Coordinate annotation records
^^^^
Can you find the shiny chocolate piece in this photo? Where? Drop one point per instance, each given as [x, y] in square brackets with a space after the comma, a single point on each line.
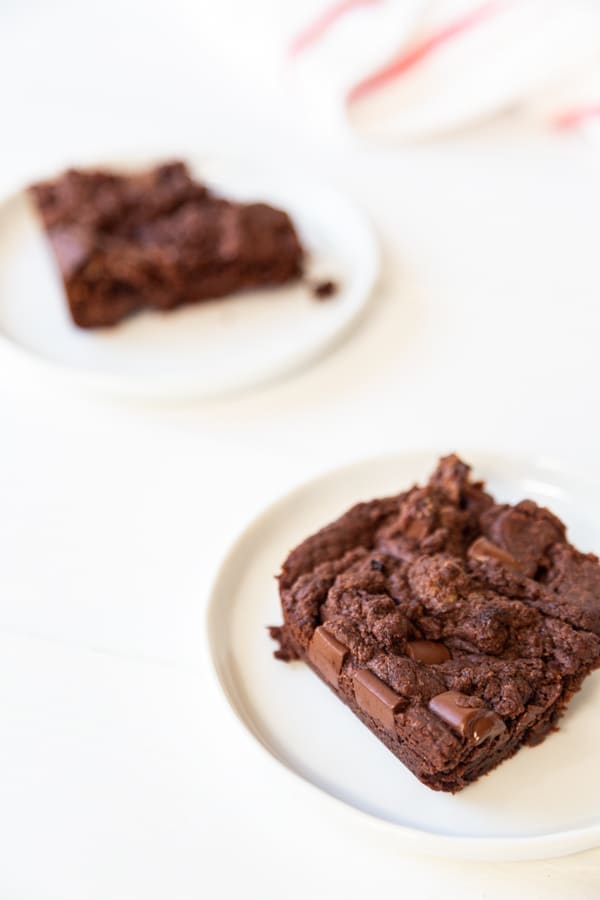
[327, 654]
[376, 698]
[431, 653]
[475, 723]
[482, 550]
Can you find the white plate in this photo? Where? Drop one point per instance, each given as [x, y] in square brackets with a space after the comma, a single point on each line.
[206, 348]
[543, 802]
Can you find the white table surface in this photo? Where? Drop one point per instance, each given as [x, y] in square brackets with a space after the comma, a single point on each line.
[122, 773]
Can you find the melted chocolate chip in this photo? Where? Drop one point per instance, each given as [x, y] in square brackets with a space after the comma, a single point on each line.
[327, 654]
[475, 723]
[376, 698]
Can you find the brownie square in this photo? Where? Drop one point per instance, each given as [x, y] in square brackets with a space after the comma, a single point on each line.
[457, 629]
[158, 240]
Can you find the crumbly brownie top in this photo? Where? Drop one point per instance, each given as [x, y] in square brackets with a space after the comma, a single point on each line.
[453, 602]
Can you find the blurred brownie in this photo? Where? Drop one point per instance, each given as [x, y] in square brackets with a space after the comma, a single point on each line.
[157, 240]
[457, 629]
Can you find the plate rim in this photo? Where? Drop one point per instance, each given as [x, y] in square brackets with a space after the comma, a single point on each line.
[182, 386]
[501, 849]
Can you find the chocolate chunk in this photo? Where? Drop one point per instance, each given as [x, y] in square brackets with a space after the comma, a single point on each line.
[327, 654]
[475, 723]
[376, 698]
[432, 653]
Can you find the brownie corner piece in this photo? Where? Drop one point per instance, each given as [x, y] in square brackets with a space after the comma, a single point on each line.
[157, 240]
[455, 628]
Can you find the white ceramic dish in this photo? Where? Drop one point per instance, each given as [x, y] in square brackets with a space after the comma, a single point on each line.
[208, 348]
[544, 802]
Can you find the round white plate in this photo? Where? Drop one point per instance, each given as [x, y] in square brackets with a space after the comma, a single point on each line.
[543, 802]
[207, 348]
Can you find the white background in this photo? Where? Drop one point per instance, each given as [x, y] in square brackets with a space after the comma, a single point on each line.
[121, 772]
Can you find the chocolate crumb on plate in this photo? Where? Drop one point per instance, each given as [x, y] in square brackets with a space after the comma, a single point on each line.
[323, 290]
[456, 628]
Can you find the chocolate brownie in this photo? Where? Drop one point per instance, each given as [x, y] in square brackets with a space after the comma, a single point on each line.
[456, 628]
[157, 240]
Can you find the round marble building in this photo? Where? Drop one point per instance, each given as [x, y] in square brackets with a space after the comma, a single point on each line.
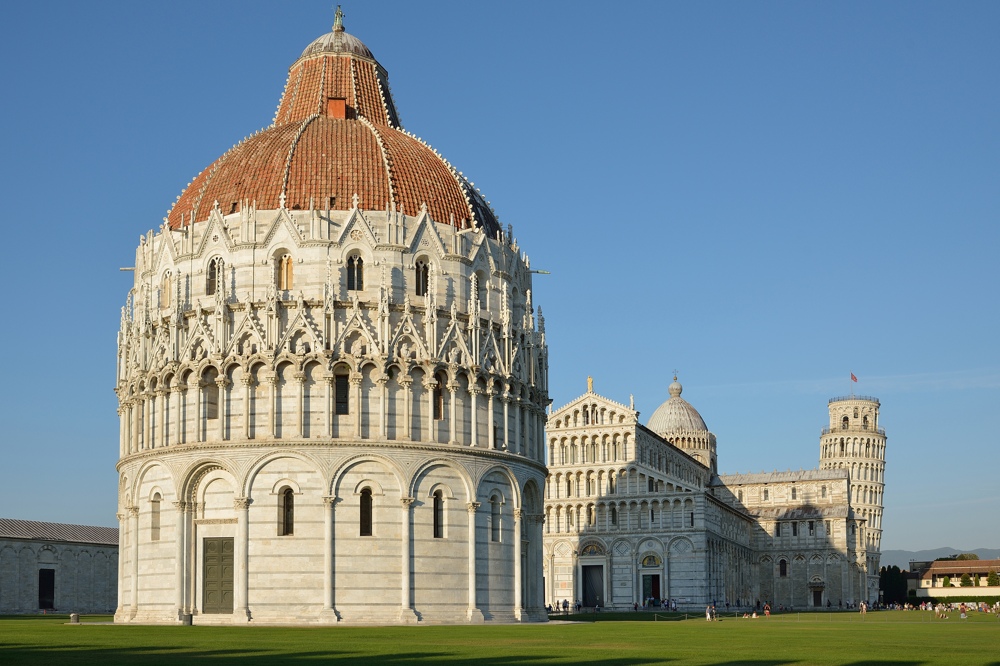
[331, 380]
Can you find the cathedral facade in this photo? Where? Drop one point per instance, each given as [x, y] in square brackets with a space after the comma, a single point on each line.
[332, 380]
[638, 514]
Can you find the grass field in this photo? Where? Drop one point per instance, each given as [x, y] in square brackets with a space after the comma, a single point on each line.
[890, 637]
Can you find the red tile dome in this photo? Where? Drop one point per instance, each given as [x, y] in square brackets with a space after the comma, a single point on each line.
[336, 134]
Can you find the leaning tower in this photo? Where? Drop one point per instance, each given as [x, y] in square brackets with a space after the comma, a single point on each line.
[854, 441]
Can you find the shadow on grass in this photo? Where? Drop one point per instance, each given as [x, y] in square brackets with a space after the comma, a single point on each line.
[77, 655]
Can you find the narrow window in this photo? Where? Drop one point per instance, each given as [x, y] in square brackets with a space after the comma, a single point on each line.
[343, 397]
[166, 287]
[422, 275]
[154, 518]
[286, 512]
[495, 519]
[284, 268]
[214, 273]
[438, 399]
[366, 512]
[211, 394]
[355, 273]
[438, 514]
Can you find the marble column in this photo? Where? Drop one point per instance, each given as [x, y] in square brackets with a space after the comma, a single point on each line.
[473, 614]
[180, 511]
[241, 560]
[133, 515]
[406, 613]
[329, 512]
[518, 601]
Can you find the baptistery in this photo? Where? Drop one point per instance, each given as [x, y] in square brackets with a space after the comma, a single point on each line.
[332, 380]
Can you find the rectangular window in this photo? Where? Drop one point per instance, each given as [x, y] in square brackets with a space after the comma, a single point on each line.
[343, 391]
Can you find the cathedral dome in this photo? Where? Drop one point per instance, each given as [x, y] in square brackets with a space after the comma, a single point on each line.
[336, 134]
[676, 414]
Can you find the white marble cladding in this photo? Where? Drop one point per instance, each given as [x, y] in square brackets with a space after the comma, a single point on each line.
[258, 356]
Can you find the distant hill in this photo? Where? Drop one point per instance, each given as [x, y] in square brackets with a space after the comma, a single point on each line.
[901, 558]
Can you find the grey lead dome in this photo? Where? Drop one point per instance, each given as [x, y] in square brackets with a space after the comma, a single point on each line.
[676, 414]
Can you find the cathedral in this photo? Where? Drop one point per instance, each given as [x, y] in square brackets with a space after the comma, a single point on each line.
[332, 387]
[331, 380]
[638, 514]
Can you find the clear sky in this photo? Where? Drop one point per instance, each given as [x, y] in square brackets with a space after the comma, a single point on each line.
[765, 196]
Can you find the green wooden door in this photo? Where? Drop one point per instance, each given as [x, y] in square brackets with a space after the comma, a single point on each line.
[217, 579]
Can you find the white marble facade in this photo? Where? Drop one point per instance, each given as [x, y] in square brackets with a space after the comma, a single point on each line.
[632, 513]
[332, 414]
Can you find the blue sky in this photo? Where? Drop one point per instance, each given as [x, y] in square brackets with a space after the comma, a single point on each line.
[765, 196]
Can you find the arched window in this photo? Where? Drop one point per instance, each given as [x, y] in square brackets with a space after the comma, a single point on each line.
[422, 270]
[286, 512]
[355, 273]
[154, 518]
[438, 514]
[283, 275]
[342, 391]
[214, 276]
[211, 393]
[166, 289]
[438, 397]
[366, 512]
[495, 519]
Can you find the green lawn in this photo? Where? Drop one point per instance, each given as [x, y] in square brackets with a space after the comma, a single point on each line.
[891, 637]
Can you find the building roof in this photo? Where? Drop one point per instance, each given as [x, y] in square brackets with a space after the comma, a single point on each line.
[959, 567]
[336, 134]
[38, 531]
[676, 415]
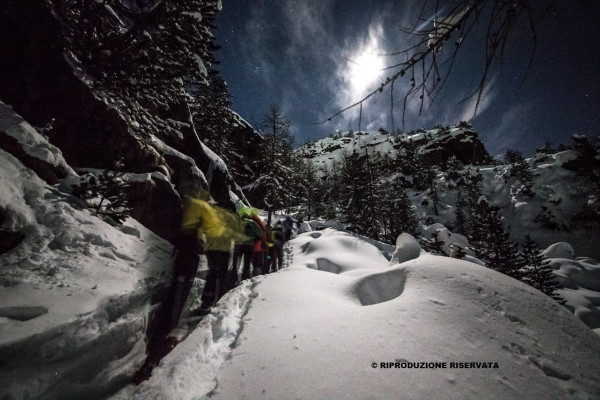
^^^^
• _Task goal_:
Show every line of the records above that contains the string "brownie", treating uppercase and lowercase as different.

• _Result for this exercise_:
Can you find the brownie square in this photo? Where? Drop one point per instance, each given as [x, y] in square brackets with a space after the comma, a single point on each line.
Can you find the crumbly brownie top in this photo? Where? Drop one point per instance, each given as [x, y] in square brackets with a space after the comma, a single point on each line.
Can you find the blurred brownie in this photo? Where? Drop one point per instance, each given as [x, y] in square brackets with a space after the comma, a single point on each line.
Can you find the brownie corner piece in this photo? Where? Drop one point per instance, each given as [x, y] in square brackets with a space after the comma, a single point on each line.
Can you find the chocolate brownie in this photo? Where? Drop one point per instance, each given as [x, y] in square brackets with a space after the comma, a single point on each line.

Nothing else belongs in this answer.